## Work to complete
1) Do these statements agree with the passage on LGBTQ culture in Italy? (a) Luchino Visconti was an openly bisexual filmmaker. (b) Salò, or the 120 days of Sodom was released two months before Pasolini's death. (c) In Teorema, a character played by Terence Stamp falls in love with every member of a family. Answer yes or no for each, quoting the deciding words of the passage.
2) From the passage on LGBTQ culture in Italy, repeat word for word the part that opens with the words containing "LGBTQ culture in Italy refers" and closes with "the Italian Republic.".

---------- Provided passage ----------

= LGBTQ culture in Italy =

LGBTQ culture in Italy refers to the artistic display of sexual diversity and the lifestyle of people with non-traditional sexualities and genders in the Italian Republic.

== Cinema ==
Two of the most important directors of Italian cinema, Luchino Visconti and Pier Paolo Pasolini, were homosexual or bisexual. Luchino Visconti, an openly bisexual filmmaker, was one of the founders of Italian neorealism, which would later evolve into a niche and distinctly stylized form of cinema, frequently featuring homosexual characters and homoeroticism. His first film with homosexual undertones was Obsession (1943), in which he discreetly presented the loving relationship between two of the protagonists as an intense relationship. Other Visconti films with homosexual elements include Rocco and His Brothers (1963) or the more explicit The Damned (1969), a historical reconstruction of the Night of the Long Knives. Perhaps his most emblematic film was Death in Venice (1971), a cinematic adaption of the novel by Thomas Mann, in which a music composer, inspired by Gustav Mahler and obsessed with beauty and perfection, falls in love with a young Italian man.

Homosexuality was also a key influence in the productions of Pier Paolo Pasolini, who politicized the concept in antithesis to the bourgeois way of life. In his own words, he conceived his feature film Teorema (1968), in which all the members of a family fall in love with a character played by Terence Stamp, as "a religious story, a god who comes to a bourgeois family; beautiful, young, fascinating, angel and/or demon." His Trilogy of Life, which included The Decameron (1971), The Canterbury Tales (1972) and Arabian Nights (1974), he adapted classical texts using elements of explicit intercourse and fascist politics to show domination through eroticism. In his final and most controversial film, Salò, or the 120 days of Sodom (1975), released two weeks before his death, he fused Mussolini's fascist Italy with the philosophy of the Marquis de Sade, depicting graphic scenes of rape, sexual humiliation, coprophagy and torture.

---------- Input data ----------

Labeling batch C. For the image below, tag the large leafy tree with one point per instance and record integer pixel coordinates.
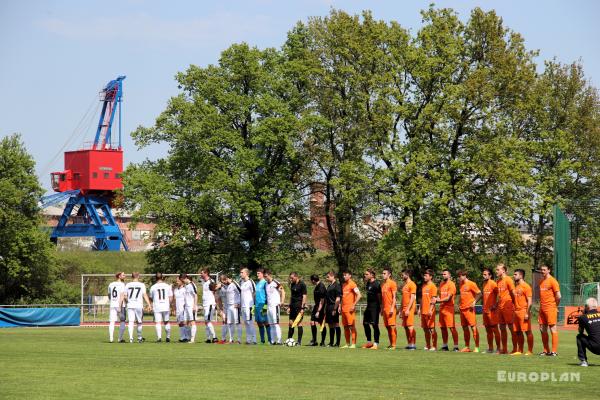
(26, 258)
(229, 191)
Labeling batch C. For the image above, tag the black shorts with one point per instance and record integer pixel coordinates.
(294, 311)
(332, 315)
(371, 316)
(313, 316)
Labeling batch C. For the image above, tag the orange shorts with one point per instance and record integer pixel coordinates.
(467, 317)
(410, 320)
(348, 318)
(505, 315)
(428, 322)
(548, 316)
(388, 321)
(446, 319)
(490, 318)
(519, 323)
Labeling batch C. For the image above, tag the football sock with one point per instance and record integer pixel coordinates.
(111, 330)
(530, 341)
(545, 341)
(121, 330)
(367, 331)
(554, 341)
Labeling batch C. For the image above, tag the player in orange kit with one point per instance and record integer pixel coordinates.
(350, 296)
(428, 296)
(388, 305)
(490, 310)
(469, 296)
(447, 293)
(409, 306)
(549, 302)
(506, 307)
(522, 317)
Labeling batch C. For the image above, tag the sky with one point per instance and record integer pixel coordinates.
(55, 56)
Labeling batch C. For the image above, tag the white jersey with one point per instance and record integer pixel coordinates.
(223, 294)
(248, 289)
(115, 290)
(190, 293)
(161, 294)
(135, 294)
(208, 297)
(233, 293)
(179, 294)
(273, 296)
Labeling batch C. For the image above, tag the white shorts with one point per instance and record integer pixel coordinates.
(209, 312)
(189, 314)
(179, 317)
(246, 313)
(117, 314)
(273, 314)
(233, 315)
(135, 314)
(160, 316)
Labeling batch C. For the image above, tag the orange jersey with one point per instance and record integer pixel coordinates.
(505, 287)
(408, 290)
(388, 293)
(548, 288)
(428, 291)
(468, 291)
(522, 292)
(348, 295)
(447, 288)
(490, 295)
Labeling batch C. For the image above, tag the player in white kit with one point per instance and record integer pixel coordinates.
(275, 296)
(226, 336)
(233, 292)
(179, 294)
(248, 289)
(191, 307)
(135, 295)
(117, 306)
(209, 304)
(161, 294)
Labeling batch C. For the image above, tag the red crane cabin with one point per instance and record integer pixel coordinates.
(90, 171)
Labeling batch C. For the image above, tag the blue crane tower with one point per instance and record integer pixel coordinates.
(90, 181)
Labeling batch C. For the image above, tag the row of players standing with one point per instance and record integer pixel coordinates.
(505, 306)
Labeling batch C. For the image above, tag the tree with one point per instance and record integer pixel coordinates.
(26, 261)
(345, 63)
(453, 173)
(229, 192)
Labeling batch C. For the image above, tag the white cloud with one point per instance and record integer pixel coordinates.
(148, 30)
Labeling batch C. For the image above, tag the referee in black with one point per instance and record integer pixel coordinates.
(333, 297)
(318, 313)
(589, 322)
(297, 305)
(371, 315)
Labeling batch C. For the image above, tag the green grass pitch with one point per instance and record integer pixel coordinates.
(80, 363)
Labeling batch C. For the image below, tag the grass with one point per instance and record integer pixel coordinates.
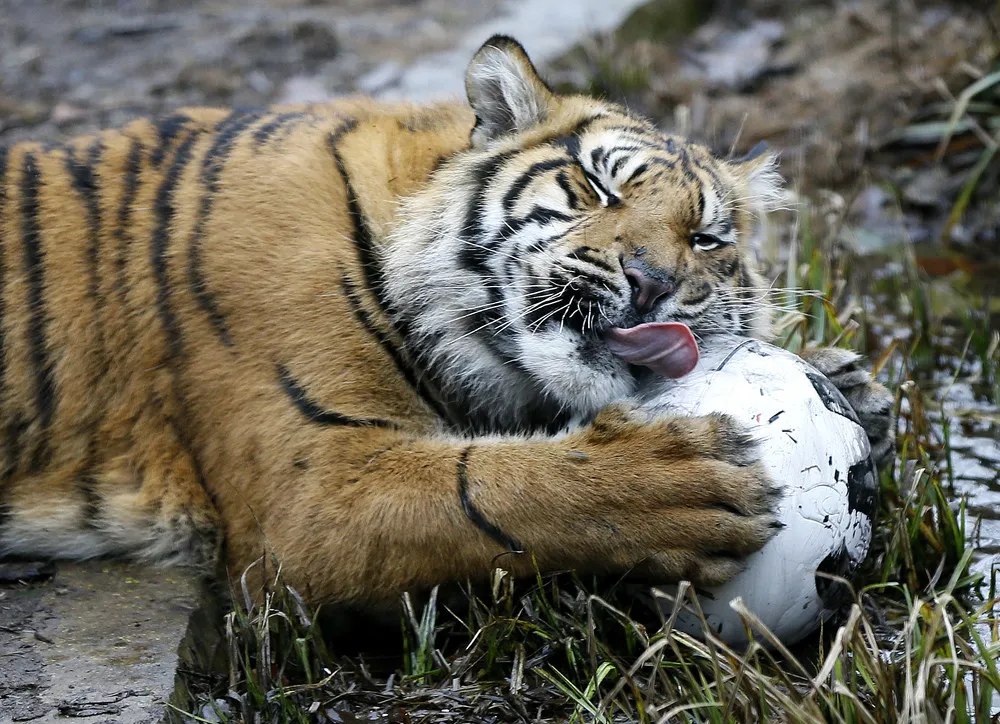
(919, 642)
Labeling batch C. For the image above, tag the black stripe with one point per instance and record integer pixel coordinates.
(313, 412)
(168, 129)
(641, 168)
(473, 514)
(361, 234)
(34, 260)
(12, 434)
(409, 374)
(85, 182)
(3, 267)
(571, 198)
(133, 165)
(263, 134)
(228, 133)
(164, 210)
(533, 171)
(474, 252)
(86, 485)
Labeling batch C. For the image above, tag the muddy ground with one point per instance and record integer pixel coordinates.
(855, 95)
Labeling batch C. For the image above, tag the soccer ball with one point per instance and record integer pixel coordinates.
(813, 445)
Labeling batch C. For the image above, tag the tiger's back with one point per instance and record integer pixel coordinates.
(157, 279)
(372, 341)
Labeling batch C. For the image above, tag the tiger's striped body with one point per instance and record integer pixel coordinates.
(251, 324)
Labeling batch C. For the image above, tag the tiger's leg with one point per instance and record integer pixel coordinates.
(678, 497)
(146, 502)
(152, 500)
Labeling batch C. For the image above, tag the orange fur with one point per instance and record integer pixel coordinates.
(185, 304)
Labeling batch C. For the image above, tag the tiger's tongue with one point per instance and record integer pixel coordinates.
(667, 348)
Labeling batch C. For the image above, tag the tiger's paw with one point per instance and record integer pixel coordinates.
(872, 402)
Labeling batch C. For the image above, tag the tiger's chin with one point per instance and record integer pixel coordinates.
(576, 369)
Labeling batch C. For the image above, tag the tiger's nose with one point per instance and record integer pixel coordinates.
(647, 289)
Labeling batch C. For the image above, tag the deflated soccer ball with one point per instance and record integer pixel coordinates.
(813, 445)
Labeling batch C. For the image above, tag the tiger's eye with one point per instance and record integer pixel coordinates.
(705, 242)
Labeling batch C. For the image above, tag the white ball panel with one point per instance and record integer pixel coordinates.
(809, 449)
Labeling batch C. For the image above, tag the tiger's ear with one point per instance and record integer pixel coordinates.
(504, 90)
(760, 170)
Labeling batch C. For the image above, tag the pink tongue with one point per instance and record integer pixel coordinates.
(667, 348)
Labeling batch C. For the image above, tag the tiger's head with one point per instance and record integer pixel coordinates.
(537, 264)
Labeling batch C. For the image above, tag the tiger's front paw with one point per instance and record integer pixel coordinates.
(687, 497)
(872, 402)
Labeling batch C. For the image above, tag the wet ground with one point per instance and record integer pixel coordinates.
(853, 94)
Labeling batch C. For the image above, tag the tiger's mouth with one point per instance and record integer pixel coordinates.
(667, 348)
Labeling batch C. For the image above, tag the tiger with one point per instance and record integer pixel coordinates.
(370, 341)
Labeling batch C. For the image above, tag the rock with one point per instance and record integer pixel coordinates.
(100, 641)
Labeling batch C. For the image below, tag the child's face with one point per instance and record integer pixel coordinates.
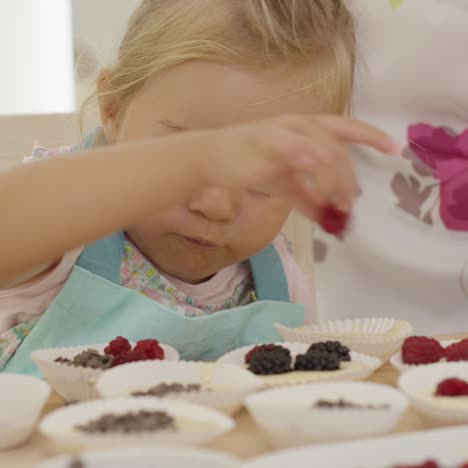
(215, 228)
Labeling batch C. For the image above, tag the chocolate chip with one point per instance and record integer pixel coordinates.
(89, 358)
(77, 463)
(341, 403)
(143, 421)
(164, 389)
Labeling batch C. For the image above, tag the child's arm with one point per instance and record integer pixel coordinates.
(50, 207)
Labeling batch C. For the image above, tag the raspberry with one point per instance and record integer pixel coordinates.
(421, 350)
(317, 360)
(452, 387)
(333, 220)
(117, 346)
(332, 347)
(151, 348)
(266, 347)
(428, 464)
(129, 356)
(457, 351)
(267, 362)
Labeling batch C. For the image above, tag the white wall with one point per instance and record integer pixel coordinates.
(36, 57)
(101, 24)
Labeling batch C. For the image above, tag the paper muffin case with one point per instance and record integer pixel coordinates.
(21, 403)
(76, 383)
(360, 367)
(377, 337)
(288, 417)
(179, 457)
(397, 362)
(199, 425)
(227, 385)
(420, 383)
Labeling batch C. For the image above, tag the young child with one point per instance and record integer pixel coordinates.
(186, 184)
(406, 255)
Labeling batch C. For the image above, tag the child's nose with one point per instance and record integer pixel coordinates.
(215, 204)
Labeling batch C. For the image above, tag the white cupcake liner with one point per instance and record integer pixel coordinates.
(227, 385)
(420, 383)
(145, 457)
(397, 362)
(22, 400)
(76, 383)
(289, 419)
(360, 367)
(202, 424)
(374, 336)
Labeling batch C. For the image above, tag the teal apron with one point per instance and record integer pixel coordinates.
(93, 307)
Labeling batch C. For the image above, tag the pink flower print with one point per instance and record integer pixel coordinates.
(446, 154)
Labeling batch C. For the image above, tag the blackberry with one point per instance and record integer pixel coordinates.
(332, 347)
(317, 359)
(270, 361)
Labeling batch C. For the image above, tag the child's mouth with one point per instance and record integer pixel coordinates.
(199, 242)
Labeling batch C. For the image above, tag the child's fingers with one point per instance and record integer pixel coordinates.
(305, 197)
(330, 168)
(355, 131)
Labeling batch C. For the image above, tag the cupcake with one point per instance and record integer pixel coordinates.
(133, 421)
(379, 337)
(220, 386)
(292, 363)
(73, 371)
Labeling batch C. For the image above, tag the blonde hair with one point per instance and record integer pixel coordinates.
(165, 33)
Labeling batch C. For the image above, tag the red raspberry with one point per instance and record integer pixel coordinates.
(421, 350)
(267, 347)
(452, 387)
(333, 220)
(457, 351)
(129, 356)
(428, 464)
(118, 346)
(150, 348)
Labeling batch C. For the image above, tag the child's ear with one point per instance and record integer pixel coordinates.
(110, 107)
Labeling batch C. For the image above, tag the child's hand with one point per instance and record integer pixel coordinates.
(306, 158)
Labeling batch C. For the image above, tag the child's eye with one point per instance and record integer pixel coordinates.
(257, 194)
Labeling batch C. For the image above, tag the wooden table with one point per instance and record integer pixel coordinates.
(245, 441)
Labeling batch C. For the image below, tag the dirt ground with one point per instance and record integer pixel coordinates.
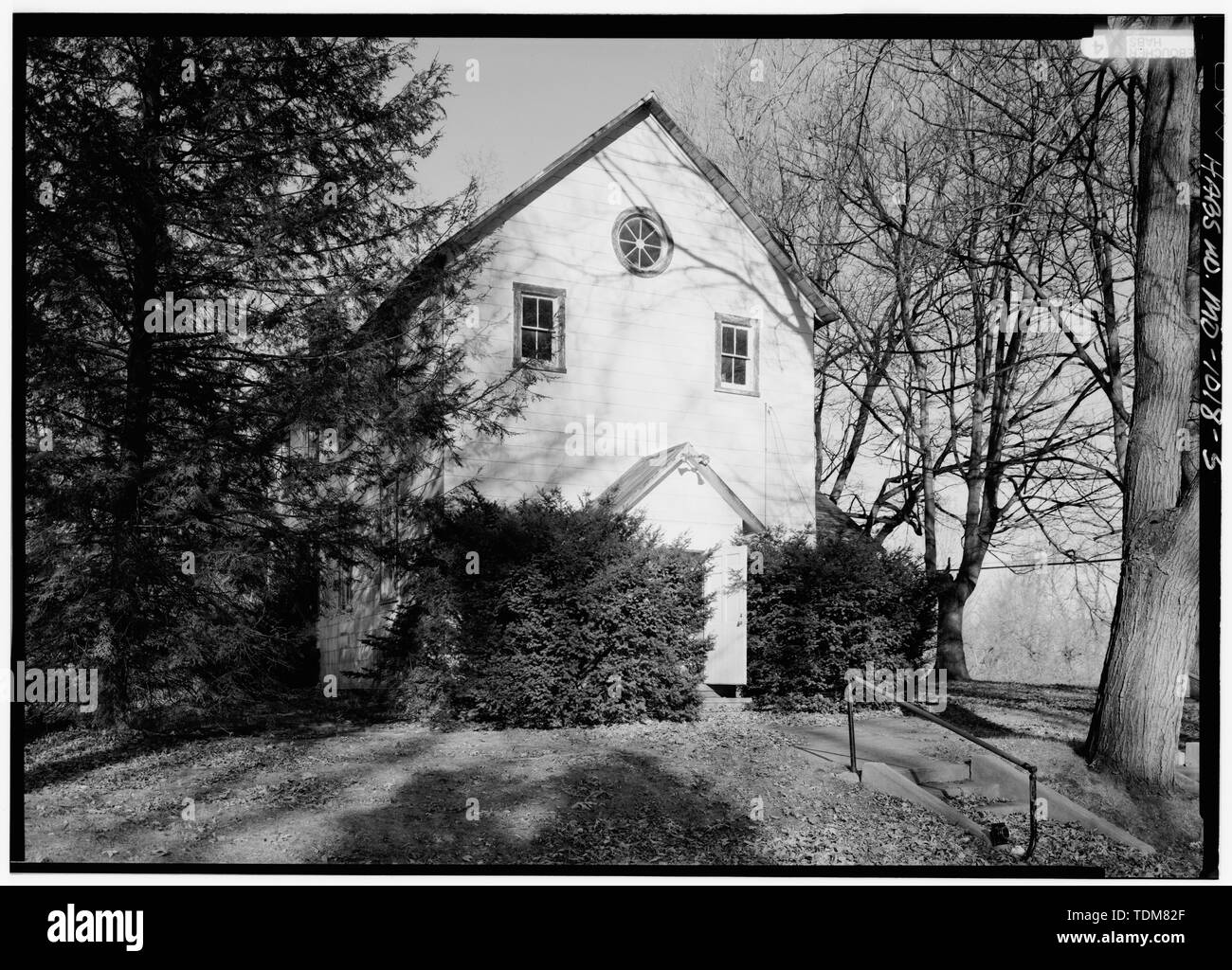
(725, 790)
(1047, 726)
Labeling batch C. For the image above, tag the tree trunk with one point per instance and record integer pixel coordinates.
(951, 599)
(1137, 714)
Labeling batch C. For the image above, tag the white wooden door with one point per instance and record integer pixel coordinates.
(728, 571)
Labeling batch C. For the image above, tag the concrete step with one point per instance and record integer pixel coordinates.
(1005, 808)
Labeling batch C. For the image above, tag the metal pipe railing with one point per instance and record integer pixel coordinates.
(879, 693)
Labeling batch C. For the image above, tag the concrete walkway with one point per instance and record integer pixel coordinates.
(894, 755)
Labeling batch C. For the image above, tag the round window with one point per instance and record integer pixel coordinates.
(642, 242)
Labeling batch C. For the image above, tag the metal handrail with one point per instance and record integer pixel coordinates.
(879, 693)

----------

## Responses by item number
1)
(a) Yes: "Luchino Visconti, an openly bisexual filmmaker"
(b) No: "released two weeks before his death"
(c) No: "in which all the members of a family fall in love with a character played by Terence Stamp"

2)
LGBTQ culture in Italy refers to the artistic display of sexual diversity and the lifestyle of people with non-traditional sexualities and genders in the Italian Republic.